Top of SOURCE TEXT

Given the rural environment, hilly topography, and dense wildland vegetation, fire safety is a constant concern in Reche Canyon. Currently there is limited access in and out of the canyon for fire safety and emergency vehicles, for first responders, and for residents. Understanding this, the Rancho del Prado project includes features that would make the canyon a significantly safer and more resilient environment by addressing the availability of wildfire-fighting aids and improving emergency access to better protect residents of the area.
Building the infrastructure for a safe community
The project would establish a Reche Canyon aerial firefighting base station that would include a new water reservoir, a helipad for emergencies and medical evacuations, and dip tank station for firefighting helicopters. This reservoir would be located within the project site adjacent to the South Hills Preserve and would benefit all of Reche Canyon.
The project would also expand and improve the City’s existing domestic water and fire protection system to provide a looped water system connecting all three communities. (Currently, the City’s water service lines terminate at the end of Prado Lane and Crystal Ridge Lane.) Combined with an improved pump system, this looped connection would significantly improve water pressure to meet current fire-flow standards.

Bottom of SOURCE TEXT
Top of PROVIDED MATERIAL

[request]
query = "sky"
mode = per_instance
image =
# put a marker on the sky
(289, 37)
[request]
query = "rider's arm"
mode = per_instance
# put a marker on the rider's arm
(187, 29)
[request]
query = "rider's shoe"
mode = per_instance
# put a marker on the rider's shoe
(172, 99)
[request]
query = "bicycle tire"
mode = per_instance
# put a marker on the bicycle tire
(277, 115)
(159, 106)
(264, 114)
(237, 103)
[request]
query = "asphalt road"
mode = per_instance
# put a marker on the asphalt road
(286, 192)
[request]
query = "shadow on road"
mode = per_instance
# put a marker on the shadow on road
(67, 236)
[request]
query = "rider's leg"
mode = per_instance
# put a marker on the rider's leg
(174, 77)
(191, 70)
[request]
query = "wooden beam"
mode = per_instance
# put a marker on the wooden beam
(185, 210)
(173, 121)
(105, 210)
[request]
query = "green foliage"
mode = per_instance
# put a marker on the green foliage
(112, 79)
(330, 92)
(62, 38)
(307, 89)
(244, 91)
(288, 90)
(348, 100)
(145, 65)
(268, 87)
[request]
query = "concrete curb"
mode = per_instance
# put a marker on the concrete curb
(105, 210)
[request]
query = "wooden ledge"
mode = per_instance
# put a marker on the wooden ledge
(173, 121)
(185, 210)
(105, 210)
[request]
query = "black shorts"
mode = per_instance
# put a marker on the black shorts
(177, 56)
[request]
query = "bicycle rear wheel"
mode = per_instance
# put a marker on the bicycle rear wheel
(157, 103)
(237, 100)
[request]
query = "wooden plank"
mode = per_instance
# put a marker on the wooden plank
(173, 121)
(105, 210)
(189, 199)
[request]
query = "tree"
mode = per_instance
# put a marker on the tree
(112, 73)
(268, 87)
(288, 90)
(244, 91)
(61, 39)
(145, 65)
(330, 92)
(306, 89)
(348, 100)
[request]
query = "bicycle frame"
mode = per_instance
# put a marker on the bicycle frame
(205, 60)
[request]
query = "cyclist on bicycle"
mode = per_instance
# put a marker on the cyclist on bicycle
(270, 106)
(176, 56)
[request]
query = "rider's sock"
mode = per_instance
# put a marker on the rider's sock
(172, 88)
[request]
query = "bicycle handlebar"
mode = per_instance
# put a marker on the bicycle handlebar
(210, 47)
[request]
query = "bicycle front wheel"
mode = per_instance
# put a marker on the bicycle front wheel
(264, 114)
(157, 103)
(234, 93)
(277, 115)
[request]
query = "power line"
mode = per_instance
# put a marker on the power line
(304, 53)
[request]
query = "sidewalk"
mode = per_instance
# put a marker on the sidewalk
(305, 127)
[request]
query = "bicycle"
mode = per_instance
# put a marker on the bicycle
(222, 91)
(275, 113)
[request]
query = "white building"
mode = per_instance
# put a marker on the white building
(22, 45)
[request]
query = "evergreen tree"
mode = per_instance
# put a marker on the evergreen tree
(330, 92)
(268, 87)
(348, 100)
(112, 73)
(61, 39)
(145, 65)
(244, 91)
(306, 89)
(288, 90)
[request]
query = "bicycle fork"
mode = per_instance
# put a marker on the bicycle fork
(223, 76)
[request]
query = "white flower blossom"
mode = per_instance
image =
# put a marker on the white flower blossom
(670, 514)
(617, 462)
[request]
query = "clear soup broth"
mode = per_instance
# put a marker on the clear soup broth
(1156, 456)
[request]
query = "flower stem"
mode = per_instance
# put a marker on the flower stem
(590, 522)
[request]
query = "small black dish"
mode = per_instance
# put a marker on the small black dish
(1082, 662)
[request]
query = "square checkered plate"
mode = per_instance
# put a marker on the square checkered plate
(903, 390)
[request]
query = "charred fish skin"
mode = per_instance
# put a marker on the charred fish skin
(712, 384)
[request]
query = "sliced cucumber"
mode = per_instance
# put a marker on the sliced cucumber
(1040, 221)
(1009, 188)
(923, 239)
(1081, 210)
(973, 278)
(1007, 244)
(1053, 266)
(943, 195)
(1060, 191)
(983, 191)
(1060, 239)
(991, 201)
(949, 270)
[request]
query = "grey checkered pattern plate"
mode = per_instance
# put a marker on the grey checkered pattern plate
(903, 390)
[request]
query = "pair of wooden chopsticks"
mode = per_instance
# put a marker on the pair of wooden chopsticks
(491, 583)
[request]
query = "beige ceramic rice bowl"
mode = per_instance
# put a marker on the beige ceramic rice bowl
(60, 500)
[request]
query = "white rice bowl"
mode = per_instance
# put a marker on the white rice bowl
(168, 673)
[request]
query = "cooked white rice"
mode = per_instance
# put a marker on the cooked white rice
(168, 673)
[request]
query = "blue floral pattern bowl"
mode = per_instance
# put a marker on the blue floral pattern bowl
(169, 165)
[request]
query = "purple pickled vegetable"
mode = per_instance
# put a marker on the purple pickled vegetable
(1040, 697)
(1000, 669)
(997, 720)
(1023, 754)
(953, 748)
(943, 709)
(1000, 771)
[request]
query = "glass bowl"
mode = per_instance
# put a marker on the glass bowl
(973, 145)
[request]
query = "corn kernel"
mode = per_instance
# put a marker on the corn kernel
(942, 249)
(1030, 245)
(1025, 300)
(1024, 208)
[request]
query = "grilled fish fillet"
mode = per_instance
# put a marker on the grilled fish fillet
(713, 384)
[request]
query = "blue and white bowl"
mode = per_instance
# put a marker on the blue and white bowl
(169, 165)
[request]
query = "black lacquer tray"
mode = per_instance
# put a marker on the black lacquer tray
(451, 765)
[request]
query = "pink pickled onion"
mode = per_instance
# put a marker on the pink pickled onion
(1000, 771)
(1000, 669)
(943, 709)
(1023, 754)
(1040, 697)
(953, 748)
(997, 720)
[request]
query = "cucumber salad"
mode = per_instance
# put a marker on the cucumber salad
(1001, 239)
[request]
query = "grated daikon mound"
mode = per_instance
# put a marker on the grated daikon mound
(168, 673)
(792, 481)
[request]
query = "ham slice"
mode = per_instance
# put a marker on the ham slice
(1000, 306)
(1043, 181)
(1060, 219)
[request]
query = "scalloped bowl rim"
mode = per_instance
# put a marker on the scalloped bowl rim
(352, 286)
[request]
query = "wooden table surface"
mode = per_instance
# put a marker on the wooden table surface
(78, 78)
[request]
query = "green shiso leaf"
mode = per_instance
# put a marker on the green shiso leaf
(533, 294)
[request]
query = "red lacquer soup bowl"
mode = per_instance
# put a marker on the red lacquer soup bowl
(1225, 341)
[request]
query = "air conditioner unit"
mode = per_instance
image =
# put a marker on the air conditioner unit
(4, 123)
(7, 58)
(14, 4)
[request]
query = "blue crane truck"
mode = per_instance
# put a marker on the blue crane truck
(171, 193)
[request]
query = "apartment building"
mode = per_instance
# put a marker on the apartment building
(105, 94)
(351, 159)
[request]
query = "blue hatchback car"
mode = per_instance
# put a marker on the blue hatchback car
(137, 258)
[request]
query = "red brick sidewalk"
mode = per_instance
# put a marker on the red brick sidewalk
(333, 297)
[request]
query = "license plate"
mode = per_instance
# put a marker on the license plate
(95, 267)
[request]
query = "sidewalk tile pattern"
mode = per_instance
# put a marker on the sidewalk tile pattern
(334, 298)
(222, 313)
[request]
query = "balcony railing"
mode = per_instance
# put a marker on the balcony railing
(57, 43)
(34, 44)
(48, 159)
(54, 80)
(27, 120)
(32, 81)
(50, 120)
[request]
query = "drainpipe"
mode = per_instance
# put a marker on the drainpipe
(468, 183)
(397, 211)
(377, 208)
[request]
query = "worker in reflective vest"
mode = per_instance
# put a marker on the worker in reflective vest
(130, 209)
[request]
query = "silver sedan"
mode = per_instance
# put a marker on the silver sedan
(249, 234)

Bottom of PROVIDED MATERIAL

### ASSIGNED TASK 1
According to the Reche Canyon fire safety text, where would the new water reservoir be located?
### ASSIGNED TASK 2
Write what comes next in the Reche Canyon fire safety text, picking up after its final sentence.

### WRITTEN RESPONSE 1
Within the project site, adjacent to the South Hills Preserve.

### WRITTEN RESPONSE 2
Additional evacuation routes
Although there are some exceptions, development projects within a High Fire Hazard Severity Zone require two points of access. Unfortunately, currently both Crystal Ridge and Prado Lanes dead end, leaving only one point of access. The project will finally provide a looped connector road between them, resulting in two points of access for all three communities.
And as described in the Roads & Traffic section, the project is working to identify and create additional exit routes out of the canyon.
The project would also act as a buffer to future fire hazards and establish fuel modification zones—areas where combustible vegetation has been replaced with more drought-tolerant, fire resistant plants—to provide long-term fire protection. To further protect the three communities, residential fire sprinklers would be installed in all homes constructed within the project.